STATED PROBLEM. Update the lines from the one containing "of the large" through the end of the listing, inclusive, so that "scouting log" becomes "survey log" and nothing else changes. Return only those lines.

DATA FOR PROCESSING.
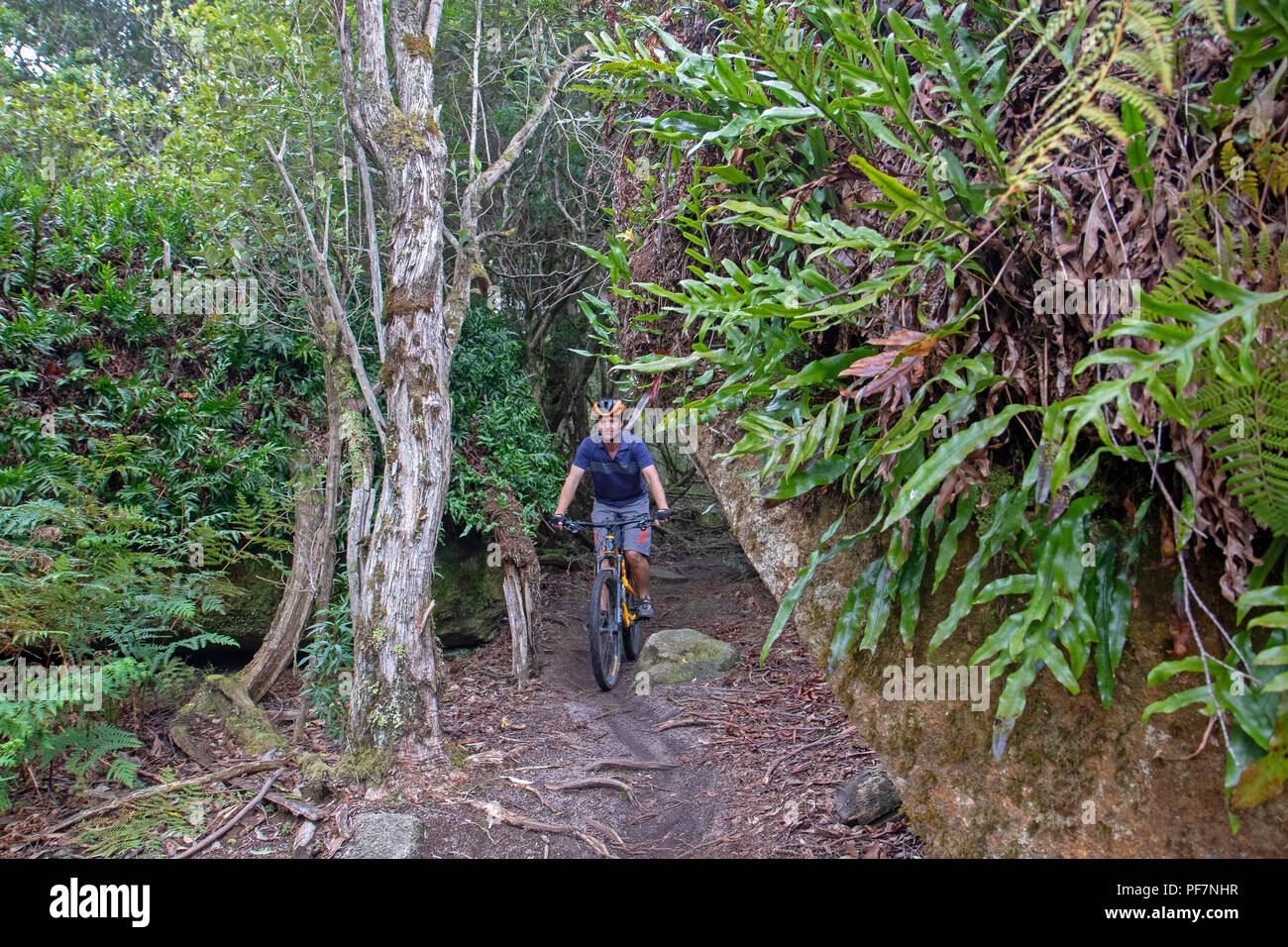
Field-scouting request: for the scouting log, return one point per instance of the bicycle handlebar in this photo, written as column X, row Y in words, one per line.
column 579, row 525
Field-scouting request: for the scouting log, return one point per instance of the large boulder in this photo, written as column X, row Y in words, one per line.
column 681, row 655
column 1076, row 780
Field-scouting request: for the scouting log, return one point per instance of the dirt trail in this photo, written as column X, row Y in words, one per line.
column 739, row 767
column 716, row 741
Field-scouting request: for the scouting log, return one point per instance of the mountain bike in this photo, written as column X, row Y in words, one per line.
column 612, row 625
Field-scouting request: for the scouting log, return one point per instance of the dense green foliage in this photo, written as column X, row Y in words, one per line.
column 142, row 451
column 896, row 279
column 494, row 415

EXERCISE RESULT.
Field-scouting request: for the survey log, return one point per instance of the large boulder in this photo, written as column X, row Y in words, one per line.
column 681, row 655
column 1076, row 780
Field-scouting request: for the survey log, return one point per instance of the dirt trail in this photo, written as column X, row Y in words, one per line.
column 739, row 767
column 716, row 741
Field-scouting request: for the survey log, return one point per instance of the mountain bike in this photo, written as column X, row Y in words, one per line.
column 612, row 625
Field-scouting request: for the survey log, return one point per instance of the dense green foliage in this photo, written as column X, row Y in words, one per line.
column 142, row 451
column 896, row 279
column 494, row 415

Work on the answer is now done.